■ Challenge 1 ■
According to the pg_combinebackup email below, are checksums computed on entire files or on individual blocks?

Re: pg_combinebackup does not detect missing files

From: David Steele <david(at)pgmasters(dot)net>
To: Robert Haas <robertmhaas(at)gmail(dot)com>
Cc: Pg Hackers <pgsql-hackers(at)postgresql(dot)org>
Subject: Re: pg_combinebackup does not detect missing files
Date: 2024-04-23 23:22:58
Message-ID: 908d3845-e6dd-43cb-82f3-56f11b57a98f@pgmasters.net
Views: Raw Message | Whole Thread | Download mbox | Resend email
Thread:
Lists: pgsql-hackers

On 4/22/24 23:53, Robert Haas wrote:
> On Sun, Apr 21, 2024 at 8:47 PM David Steele <david(at)pgmasters(dot)net> wrote:
>>> I figured that wouldn't be particularly meaningful, and
>>> that's pretty much the only kind of validation that's even
>>> theoretically possible without a bunch of extra overhead, since we
>>> compute checksums on entire files rather than, say, individual blocks.
>>> And you could really only do it for the final backup in the chain,
>>> because you should end up accessing all of those files, but the same
>>> is not true for the predecessor backups. So it's a very weak form of
>>> verification.
>>
>> I don't think it is weak if you can verify that the output is exactly as
>> expected, i.e. all files are present and have the correct contents.

■ Challenge 2 ■
List every line of the entries below that contains the string "step", matching case exactly.

■ Records for the task ■
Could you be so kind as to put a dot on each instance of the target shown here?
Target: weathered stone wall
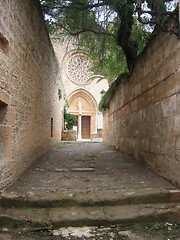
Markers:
(143, 118)
(30, 110)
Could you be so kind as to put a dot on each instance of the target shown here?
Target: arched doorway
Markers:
(82, 104)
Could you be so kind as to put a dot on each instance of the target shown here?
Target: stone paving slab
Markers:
(85, 183)
(99, 168)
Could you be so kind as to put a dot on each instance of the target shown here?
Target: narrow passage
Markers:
(85, 167)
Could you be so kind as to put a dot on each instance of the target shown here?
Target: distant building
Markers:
(82, 88)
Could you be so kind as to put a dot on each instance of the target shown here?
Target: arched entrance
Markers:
(82, 104)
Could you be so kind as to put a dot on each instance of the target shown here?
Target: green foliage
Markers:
(69, 120)
(106, 29)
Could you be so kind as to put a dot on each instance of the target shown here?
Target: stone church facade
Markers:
(83, 91)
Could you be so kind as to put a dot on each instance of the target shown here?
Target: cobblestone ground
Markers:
(166, 231)
(83, 167)
(86, 167)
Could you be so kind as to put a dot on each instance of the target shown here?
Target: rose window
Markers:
(78, 69)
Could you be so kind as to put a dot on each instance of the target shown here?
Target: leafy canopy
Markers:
(107, 29)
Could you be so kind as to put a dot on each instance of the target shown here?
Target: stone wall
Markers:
(30, 110)
(143, 118)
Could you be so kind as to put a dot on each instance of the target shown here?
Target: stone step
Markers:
(90, 199)
(53, 218)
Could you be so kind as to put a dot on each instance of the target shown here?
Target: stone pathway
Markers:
(87, 184)
(83, 167)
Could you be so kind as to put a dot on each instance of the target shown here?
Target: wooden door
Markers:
(86, 121)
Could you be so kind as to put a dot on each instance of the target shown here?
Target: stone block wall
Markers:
(30, 110)
(143, 118)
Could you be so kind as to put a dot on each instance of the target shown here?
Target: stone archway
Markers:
(82, 104)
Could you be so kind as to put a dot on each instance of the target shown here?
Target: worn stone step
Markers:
(51, 218)
(108, 198)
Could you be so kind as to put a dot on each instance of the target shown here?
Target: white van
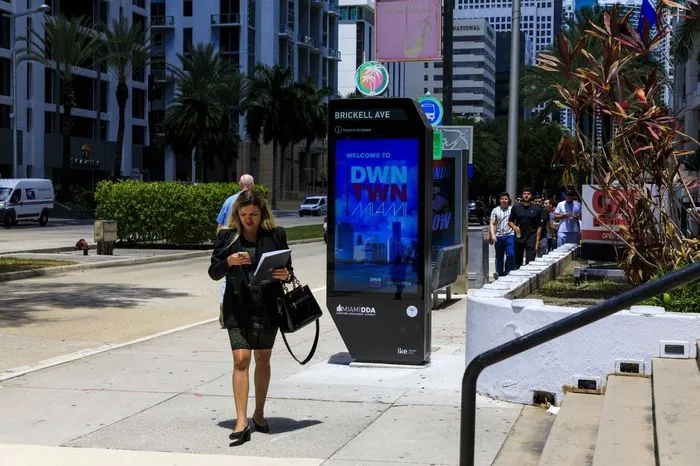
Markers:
(25, 199)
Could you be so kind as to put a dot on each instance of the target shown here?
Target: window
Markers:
(138, 134)
(138, 103)
(5, 32)
(30, 120)
(5, 76)
(4, 116)
(186, 40)
(104, 96)
(30, 79)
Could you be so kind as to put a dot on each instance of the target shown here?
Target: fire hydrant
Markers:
(82, 245)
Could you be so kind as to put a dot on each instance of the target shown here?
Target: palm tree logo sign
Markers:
(371, 78)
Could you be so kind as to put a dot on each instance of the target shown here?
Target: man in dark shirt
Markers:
(526, 220)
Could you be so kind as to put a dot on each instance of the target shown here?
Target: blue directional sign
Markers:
(432, 108)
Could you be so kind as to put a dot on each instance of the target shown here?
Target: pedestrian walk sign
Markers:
(432, 108)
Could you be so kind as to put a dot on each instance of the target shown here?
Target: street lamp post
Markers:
(13, 19)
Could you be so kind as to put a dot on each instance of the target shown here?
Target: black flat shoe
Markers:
(262, 429)
(240, 437)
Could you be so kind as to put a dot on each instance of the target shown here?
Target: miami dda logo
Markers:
(355, 311)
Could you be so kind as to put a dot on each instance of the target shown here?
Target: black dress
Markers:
(250, 313)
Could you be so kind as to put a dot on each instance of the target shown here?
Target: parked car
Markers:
(477, 211)
(314, 205)
(25, 199)
(325, 229)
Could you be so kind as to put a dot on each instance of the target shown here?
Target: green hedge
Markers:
(164, 212)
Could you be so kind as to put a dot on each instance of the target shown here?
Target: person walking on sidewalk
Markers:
(246, 183)
(502, 236)
(526, 220)
(549, 234)
(250, 312)
(568, 214)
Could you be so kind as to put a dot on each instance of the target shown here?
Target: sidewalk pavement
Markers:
(173, 394)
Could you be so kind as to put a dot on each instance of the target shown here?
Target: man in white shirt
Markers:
(568, 214)
(246, 183)
(502, 236)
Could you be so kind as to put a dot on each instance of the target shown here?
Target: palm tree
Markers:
(208, 100)
(126, 51)
(65, 44)
(272, 105)
(683, 38)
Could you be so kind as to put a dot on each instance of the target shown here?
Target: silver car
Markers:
(314, 205)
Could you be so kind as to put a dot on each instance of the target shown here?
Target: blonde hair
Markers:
(248, 198)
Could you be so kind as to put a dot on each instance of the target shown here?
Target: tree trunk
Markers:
(283, 173)
(66, 129)
(122, 98)
(283, 169)
(274, 173)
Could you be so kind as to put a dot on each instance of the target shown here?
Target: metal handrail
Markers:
(548, 333)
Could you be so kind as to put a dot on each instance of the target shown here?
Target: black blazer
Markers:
(237, 297)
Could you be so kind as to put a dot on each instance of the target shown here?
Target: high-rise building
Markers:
(540, 19)
(301, 35)
(585, 4)
(474, 71)
(37, 113)
(356, 34)
(527, 58)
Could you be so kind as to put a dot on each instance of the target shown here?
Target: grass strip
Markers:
(304, 232)
(14, 264)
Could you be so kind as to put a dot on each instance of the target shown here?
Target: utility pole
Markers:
(513, 103)
(447, 36)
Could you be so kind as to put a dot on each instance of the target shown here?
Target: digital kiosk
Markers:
(379, 229)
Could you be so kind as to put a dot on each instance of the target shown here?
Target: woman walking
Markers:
(250, 312)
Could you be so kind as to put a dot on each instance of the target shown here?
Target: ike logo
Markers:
(355, 310)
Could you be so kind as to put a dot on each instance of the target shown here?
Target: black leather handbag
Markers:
(297, 309)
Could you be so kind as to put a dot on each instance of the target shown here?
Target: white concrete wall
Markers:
(590, 352)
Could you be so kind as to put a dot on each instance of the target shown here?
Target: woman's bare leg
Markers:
(262, 383)
(241, 384)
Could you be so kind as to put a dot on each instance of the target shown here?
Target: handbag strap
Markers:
(313, 347)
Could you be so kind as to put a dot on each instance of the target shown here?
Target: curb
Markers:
(50, 271)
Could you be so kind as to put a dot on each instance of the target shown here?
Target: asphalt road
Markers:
(48, 316)
(59, 233)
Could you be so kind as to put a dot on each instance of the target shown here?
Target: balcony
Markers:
(160, 75)
(162, 22)
(286, 30)
(308, 41)
(226, 19)
(333, 8)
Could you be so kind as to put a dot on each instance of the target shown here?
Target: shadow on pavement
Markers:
(17, 299)
(278, 425)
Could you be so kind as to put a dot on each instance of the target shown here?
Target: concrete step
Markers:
(526, 438)
(573, 436)
(30, 455)
(626, 433)
(676, 410)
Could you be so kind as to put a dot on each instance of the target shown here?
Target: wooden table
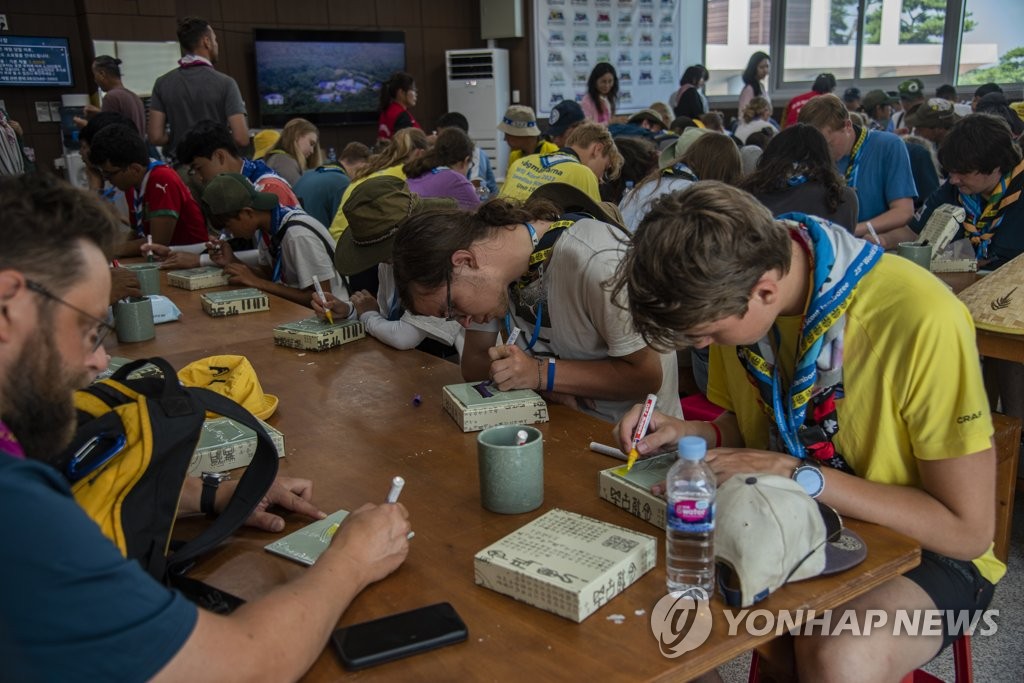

■ Task response 1 ■
On entire files, not individual blocks.

■ Task response 2 ■
Target: stone step
Target: worn stone step
Target: concrete step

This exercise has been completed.